◆ Records for this task:
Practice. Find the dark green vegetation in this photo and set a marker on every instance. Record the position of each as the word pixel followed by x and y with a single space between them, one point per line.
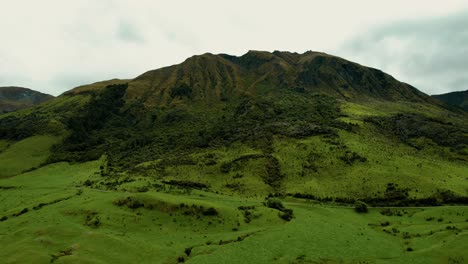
pixel 202 161
pixel 456 99
pixel 15 98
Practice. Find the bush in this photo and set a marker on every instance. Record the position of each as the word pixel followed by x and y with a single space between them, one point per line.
pixel 285 213
pixel 210 212
pixel 360 207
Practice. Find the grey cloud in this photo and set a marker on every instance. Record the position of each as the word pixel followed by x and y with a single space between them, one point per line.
pixel 428 53
pixel 127 31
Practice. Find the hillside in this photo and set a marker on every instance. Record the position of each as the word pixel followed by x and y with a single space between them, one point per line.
pixel 15 98
pixel 457 99
pixel 219 158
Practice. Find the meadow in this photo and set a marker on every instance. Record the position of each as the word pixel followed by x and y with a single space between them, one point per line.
pixel 49 216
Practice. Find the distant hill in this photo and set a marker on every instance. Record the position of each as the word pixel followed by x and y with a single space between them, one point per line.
pixel 14 98
pixel 458 99
pixel 259 123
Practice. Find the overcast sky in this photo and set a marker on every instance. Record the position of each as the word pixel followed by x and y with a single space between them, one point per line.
pixel 55 45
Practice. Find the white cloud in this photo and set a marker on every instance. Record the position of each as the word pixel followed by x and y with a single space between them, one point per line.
pixel 54 45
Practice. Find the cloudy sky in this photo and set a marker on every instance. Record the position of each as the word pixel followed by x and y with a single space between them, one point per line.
pixel 55 45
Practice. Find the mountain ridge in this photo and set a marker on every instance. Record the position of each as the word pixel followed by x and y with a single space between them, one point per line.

◆ Instructions to follow: Repeat only the lines starting at the one that contains "Practice. Find the cloudy" and ending at the last line above, exactly as written.

◆ Answer:
Practice. Find the cloudy sky in this photo and set a marker on every instance. Record the position of each as the word pixel followed by x and y with a single space between them, one point per line.
pixel 55 45
Practice. Find the mountain ridge in this photo and set a marker on every instance. Record the position of each as the word pixel followed by x and y with a single space between them, one point per line.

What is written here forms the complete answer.